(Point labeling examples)
# # # # # # #
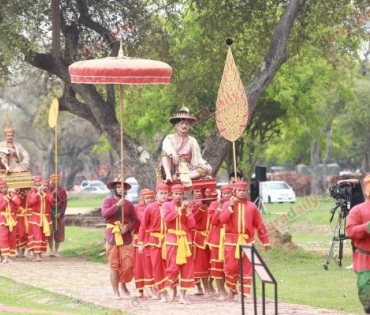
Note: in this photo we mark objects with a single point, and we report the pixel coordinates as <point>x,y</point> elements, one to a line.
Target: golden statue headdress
<point>8,127</point>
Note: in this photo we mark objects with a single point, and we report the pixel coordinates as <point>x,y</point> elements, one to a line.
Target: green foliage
<point>24,296</point>
<point>85,243</point>
<point>190,36</point>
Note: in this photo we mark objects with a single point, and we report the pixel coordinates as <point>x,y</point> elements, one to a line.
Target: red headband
<point>162,187</point>
<point>177,188</point>
<point>241,185</point>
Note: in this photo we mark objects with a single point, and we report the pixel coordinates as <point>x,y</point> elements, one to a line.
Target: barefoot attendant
<point>215,241</point>
<point>143,266</point>
<point>153,224</point>
<point>40,200</point>
<point>242,219</point>
<point>9,202</point>
<point>120,218</point>
<point>179,220</point>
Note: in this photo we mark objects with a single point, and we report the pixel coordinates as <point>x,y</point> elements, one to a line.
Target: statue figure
<point>181,156</point>
<point>13,156</point>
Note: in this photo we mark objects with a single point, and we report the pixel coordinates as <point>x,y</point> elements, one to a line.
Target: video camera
<point>347,194</point>
<point>342,191</point>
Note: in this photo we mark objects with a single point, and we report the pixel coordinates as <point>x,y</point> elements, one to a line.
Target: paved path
<point>90,282</point>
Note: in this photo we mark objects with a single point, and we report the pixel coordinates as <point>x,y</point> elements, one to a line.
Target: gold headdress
<point>183,113</point>
<point>8,127</point>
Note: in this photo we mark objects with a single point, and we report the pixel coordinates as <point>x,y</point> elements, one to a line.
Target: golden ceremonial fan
<point>232,103</point>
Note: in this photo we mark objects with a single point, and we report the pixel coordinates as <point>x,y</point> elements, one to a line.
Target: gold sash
<point>241,240</point>
<point>44,223</point>
<point>183,248</point>
<point>23,213</point>
<point>10,222</point>
<point>160,237</point>
<point>116,231</point>
<point>221,248</point>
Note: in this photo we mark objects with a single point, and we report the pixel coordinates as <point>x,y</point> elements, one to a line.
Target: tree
<point>92,30</point>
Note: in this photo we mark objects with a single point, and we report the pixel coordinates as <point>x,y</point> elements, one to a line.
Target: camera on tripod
<point>342,193</point>
<point>347,193</point>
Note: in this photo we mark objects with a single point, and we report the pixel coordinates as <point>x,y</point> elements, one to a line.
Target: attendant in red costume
<point>36,185</point>
<point>120,217</point>
<point>9,202</point>
<point>22,223</point>
<point>197,196</point>
<point>179,220</point>
<point>143,267</point>
<point>215,241</point>
<point>153,223</point>
<point>358,230</point>
<point>202,253</point>
<point>58,211</point>
<point>241,218</point>
<point>40,221</point>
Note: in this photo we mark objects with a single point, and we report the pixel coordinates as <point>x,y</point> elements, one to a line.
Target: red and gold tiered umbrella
<point>120,70</point>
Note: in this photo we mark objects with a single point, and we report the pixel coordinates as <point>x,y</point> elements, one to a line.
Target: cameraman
<point>358,230</point>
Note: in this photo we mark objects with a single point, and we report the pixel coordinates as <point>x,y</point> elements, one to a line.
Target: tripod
<point>259,202</point>
<point>339,235</point>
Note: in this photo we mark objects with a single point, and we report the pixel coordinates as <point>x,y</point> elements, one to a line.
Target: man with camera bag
<point>358,230</point>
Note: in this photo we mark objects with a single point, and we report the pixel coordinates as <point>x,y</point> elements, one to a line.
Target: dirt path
<point>90,282</point>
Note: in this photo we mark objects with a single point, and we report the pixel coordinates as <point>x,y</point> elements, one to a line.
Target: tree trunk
<point>329,137</point>
<point>101,113</point>
<point>314,167</point>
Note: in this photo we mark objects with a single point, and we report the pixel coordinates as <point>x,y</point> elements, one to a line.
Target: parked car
<point>95,183</point>
<point>218,187</point>
<point>132,194</point>
<point>277,191</point>
<point>95,190</point>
# # # # # # #
• TASK REQUIREMENTS:
Are you able to set down all the lines above exactly, without any pictures?

• SOLUTION FOR THIS EXERCISE:
Note: in this photo we mark objects with a single point, and we report the pixel coordinates as <point>x,y</point> elements, one to a line.
Target: golden statue headdress
<point>8,127</point>
Note: in this photo we mark objects with a single point, and we report the pixel coordinates as <point>x,y</point> elements, one to a line.
Target: green foliage
<point>24,296</point>
<point>85,243</point>
<point>190,36</point>
Note: in this photo we mark objects with a single point, and we report the pixel coordinates as <point>x,y</point> elements, one to a line.
Target: red headband
<point>162,187</point>
<point>177,188</point>
<point>241,185</point>
Note: in this photo we mark objects with a single point, and we report the pixel coordinates as <point>x,y</point> elements, one to a line.
Target: barefoot attendant
<point>215,241</point>
<point>143,266</point>
<point>153,224</point>
<point>40,200</point>
<point>242,219</point>
<point>9,202</point>
<point>120,218</point>
<point>179,220</point>
Note: in this photo we mark objects with a single point, and we report the pixel coordinates as <point>x,y</point> elements, one to a line.
Target: statue figure
<point>181,156</point>
<point>13,156</point>
Note: in this photo we mark objects with a single point, and we report the pixel coordinates as <point>x,y</point> elements, one to a line.
Target: video camera
<point>347,194</point>
<point>342,191</point>
Note: in this photo we mark objects with a single point, and we report the pixel coordinates as <point>x,y</point> elements, one to a line.
Target: paved path
<point>90,282</point>
Note: in this photo we mark objects with a single point, and we report the pixel coordinates as <point>x,y</point> elements, one to a line.
Target: gold headdress
<point>183,113</point>
<point>8,127</point>
Note: in this photo we mark objects with a single point, and we report the pixel coordinates as <point>x,y</point> elements, one to a line.
Target: golden ceremonial fan
<point>232,103</point>
Note: in this photo we mark objects with a single point, and we report the pixel coordinates as <point>x,y</point> elements, one to a line.
Target: gold sash
<point>241,240</point>
<point>44,223</point>
<point>183,248</point>
<point>23,213</point>
<point>10,222</point>
<point>160,237</point>
<point>116,231</point>
<point>221,248</point>
Note: in this photo we mark objects with a single point, and we report the pixel coordinates as <point>x,y</point> elements, one to a line.
Target: tree
<point>92,30</point>
Note: in this photo we mark objects with a single point, and we report the pixel coordinates as <point>x,y</point> elements, one to a line.
Target: camera on tripod
<point>342,193</point>
<point>347,193</point>
Note: in this photo we mark objects with a single point, and we report the pixel coordinates as <point>x,y</point> elements, one to a line.
Target: attendant in red costume
<point>36,185</point>
<point>120,217</point>
<point>9,202</point>
<point>22,223</point>
<point>197,196</point>
<point>179,220</point>
<point>143,267</point>
<point>215,241</point>
<point>153,223</point>
<point>358,230</point>
<point>202,253</point>
<point>58,211</point>
<point>241,218</point>
<point>40,221</point>
Note: in this photo we mark objects with a single point, and we report the pixel coordinates as <point>x,y</point> elements, one to a line.
Target: red and gold tiered umbrella
<point>120,70</point>
Note: in this photo we mark objects with a single point, and we report the pixel coordinates as <point>x,y</point> elements, one to a line.
Target: cameraman
<point>358,230</point>
Note: in this photo we mark objects with a single point, and we report the pixel coordinates as <point>x,y</point> elements, one to a line.
Target: tripod
<point>259,202</point>
<point>339,235</point>
Note: in this photo we mark objects with a single point, and we report the pixel coordinates as <point>x,y</point> elements, one to a line.
Target: man with camera bag
<point>358,230</point>
Note: in this photo we mark objects with a single point, and we report the pixel coordinates as <point>x,y</point> elements, one to a line.
Target: dirt path
<point>90,282</point>
Note: in this photo we mark objects with a single point, and we report the pixel coordinates as <point>x,y</point> elements, one to a line.
Target: tree trunk
<point>329,137</point>
<point>101,113</point>
<point>314,167</point>
Note: in this photo we mark objects with a single point, and we report the pixel coordinates as <point>x,y</point> elements, one to a line.
Target: parked car
<point>95,183</point>
<point>218,187</point>
<point>132,194</point>
<point>277,191</point>
<point>95,190</point>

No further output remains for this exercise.